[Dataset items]
===============

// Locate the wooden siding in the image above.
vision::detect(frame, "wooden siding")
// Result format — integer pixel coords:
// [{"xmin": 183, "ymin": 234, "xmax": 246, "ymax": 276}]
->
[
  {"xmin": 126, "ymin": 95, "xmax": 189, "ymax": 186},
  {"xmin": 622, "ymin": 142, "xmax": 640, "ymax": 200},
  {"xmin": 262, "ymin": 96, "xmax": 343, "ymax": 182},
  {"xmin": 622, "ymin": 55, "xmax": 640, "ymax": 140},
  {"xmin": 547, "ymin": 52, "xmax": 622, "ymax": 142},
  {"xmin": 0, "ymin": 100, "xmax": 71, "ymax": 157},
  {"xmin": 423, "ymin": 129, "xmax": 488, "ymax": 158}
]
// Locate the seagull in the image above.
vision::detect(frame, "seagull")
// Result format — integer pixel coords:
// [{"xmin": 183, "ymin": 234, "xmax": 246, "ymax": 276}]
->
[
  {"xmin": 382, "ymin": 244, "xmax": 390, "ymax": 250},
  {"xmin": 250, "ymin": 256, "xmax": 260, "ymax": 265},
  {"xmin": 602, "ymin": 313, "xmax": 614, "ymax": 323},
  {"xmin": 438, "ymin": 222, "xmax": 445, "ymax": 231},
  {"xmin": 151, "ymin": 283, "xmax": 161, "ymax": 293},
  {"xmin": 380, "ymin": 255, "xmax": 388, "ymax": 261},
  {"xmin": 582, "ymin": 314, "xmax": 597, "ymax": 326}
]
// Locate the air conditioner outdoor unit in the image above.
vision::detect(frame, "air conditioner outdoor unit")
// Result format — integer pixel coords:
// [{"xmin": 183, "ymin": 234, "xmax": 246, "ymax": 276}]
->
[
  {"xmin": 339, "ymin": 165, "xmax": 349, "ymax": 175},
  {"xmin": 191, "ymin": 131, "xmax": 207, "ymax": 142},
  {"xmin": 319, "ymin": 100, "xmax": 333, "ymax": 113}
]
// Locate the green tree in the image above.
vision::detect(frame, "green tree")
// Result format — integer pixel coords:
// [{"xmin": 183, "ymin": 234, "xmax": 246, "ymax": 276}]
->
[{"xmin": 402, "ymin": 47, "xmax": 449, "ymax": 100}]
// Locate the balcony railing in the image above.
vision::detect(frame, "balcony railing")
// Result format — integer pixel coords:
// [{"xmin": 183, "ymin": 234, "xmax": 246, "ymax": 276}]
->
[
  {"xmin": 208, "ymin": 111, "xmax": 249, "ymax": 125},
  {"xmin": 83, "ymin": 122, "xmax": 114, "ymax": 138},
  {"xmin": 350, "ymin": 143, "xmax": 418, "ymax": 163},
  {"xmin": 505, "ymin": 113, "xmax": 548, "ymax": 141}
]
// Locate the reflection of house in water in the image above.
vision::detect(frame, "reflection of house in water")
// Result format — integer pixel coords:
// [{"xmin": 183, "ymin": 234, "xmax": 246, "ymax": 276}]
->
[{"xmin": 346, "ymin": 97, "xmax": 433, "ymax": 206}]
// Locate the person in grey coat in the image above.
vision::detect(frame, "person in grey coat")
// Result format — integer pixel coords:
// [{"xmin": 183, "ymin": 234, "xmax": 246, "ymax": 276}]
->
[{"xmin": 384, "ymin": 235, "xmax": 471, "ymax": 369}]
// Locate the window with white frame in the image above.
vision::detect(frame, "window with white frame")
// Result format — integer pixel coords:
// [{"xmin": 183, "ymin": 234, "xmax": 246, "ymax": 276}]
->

===============

The word "tree" may occur in lines of the data above; say how many lines hold it, giving only the number.

2